The Technology of Text

The Technology of Text

     Back when history began, writing was a secret for a small inner circle of kings and priests and tax collectors. Then a sudden technological advance let ordinary people convert text into audible speech.

     It was 2,700 years ago, and Greece was just another grubby little kingdom until King Cadmus imported the Phoenician alphabet. In an accident of fate, Phoenician used five more letters than the Greeks needed for their language. Like Arabic today, their ancient writing did not include vowels. Cadmus made the huge technological advance of using those extra letters as vowels.

PCLPTC MNNGLSSNSS

     The alphabet became a killer app that converted text into speech. Text became easy to read. Instead of an unending stream of acronyms, text became a flowing transcription of human speech that anybody could decode simply by speaking it aloud. PCLPTC MNNGLSSNSS was easy enough to read if you were already one of the cool kids, but with vowels inserted, suddenly everybody could see if they were merely apocalyptic meaninglessnesses.

     Instead of its former role as a means of secret communications within a cabal, writing became a massive new channel of sharing.
■ ■ ■
--- YOUR TASKS ---
1. Answer these questions from the essay on the technology of text:
(a) How long ago did King Cadmus import the Phoenician alphabet?
(b) What did Cadmus use the extra Phoenician letters for?
(c) What did writing become in place of a means of secret communications within a cabal?
2. Extend the essay on the technology of text, picking up after its final sentence.
The material that comes next has no connection to the essay on the technology of text.

--- Collected data ---
■ ■ ■
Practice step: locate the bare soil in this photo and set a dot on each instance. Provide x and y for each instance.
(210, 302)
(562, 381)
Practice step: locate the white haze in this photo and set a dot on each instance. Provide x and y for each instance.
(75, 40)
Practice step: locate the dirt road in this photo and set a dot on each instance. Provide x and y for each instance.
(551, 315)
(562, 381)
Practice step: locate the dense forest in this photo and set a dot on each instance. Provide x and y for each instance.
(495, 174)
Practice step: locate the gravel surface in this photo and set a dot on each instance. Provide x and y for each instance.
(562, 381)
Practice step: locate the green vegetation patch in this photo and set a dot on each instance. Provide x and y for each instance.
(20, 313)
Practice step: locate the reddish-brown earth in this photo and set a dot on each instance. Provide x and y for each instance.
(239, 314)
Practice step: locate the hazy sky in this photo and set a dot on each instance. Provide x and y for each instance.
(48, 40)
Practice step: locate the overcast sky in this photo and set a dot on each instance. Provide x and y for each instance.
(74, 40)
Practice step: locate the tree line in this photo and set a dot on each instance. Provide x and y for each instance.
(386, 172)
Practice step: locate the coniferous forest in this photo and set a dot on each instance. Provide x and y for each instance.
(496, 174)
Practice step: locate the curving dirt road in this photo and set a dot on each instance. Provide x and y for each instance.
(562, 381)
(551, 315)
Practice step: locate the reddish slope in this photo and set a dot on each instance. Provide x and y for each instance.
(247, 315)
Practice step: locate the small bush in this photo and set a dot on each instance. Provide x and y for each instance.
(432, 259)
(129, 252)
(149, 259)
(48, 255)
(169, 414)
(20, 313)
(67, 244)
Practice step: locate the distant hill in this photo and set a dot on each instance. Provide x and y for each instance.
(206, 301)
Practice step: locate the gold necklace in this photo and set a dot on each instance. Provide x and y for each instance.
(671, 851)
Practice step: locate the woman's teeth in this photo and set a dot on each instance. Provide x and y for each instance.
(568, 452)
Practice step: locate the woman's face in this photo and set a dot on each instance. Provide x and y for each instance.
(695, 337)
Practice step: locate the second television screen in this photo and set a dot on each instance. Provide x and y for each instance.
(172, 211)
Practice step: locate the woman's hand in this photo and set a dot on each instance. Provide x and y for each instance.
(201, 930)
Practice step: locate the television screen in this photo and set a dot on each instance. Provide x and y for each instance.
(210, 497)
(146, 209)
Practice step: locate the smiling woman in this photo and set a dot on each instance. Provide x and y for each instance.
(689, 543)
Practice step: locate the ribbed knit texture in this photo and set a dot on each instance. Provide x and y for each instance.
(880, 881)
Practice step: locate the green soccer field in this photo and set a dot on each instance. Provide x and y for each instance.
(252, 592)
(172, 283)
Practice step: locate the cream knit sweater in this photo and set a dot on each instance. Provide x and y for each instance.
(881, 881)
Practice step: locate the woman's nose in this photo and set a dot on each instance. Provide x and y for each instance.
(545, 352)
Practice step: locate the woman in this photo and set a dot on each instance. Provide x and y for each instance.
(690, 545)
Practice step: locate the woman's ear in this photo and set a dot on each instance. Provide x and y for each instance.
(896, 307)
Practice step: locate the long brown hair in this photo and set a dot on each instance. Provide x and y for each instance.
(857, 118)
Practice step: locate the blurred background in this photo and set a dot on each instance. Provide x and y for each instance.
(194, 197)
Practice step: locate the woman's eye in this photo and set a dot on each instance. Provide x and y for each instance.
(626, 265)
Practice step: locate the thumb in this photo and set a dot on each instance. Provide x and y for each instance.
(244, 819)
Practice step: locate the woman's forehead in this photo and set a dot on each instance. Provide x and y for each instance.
■ ■ ■
--- ANSWERS BELOW ---
1.
(a) 2,700 years ago.
(b) He used them as vowels.
(c) A massive new channel of sharing.

2.
     The Iliad and the Odyssey were oral tales told around the campfire for a thousand years, memorized and handed down from generation to generation. Homer wrote them down in the years after King Cadmus’s innovation.

     When information became easy to share, the accumulation of knowledge turned asymptotic. Within a few generations Greece became the foundation of Western thought and literature. Socrates worried that making literacy easily available to all would result in the destruction of human powers of memory. He was right. Why bother to memorize the ILIAD when you can just look up any passage in a hard-copy print version? Write-once, read-many.

     But the tradeoff was clear: text wasn’t just memory storage; it was a launchpad for new ideas. From vowel insertions to spaces between words, punctuation, and the printing press, writing evolved into one of humanity’s most powerful technologies. The new alphabet turned writing into a medium for storytelling rather than just for regal edicts and tax regulations and inventories and bookkeeping. 

     Today, corporate culture is abandoning the technology of text. Text is a technology that requires an operator. Unlike the passive acceptance of audio and video, a reader must actively extract the thought and meaning in the words.

“Typography bears much resemblance to cinema, just as the reading of print puts the reader in the role of movie projector.”

      –Marshall McLuhan, THE GUTENBERG GALAXY

     Business sites are reverting text to the role of protective camouflage, a deflective shield of minimum compliance and disingenuous cover stories buried under a cascade of trendy buzzwords. Text seems old and outdated, it can’t compete against YouTube and TikTok and Instagram.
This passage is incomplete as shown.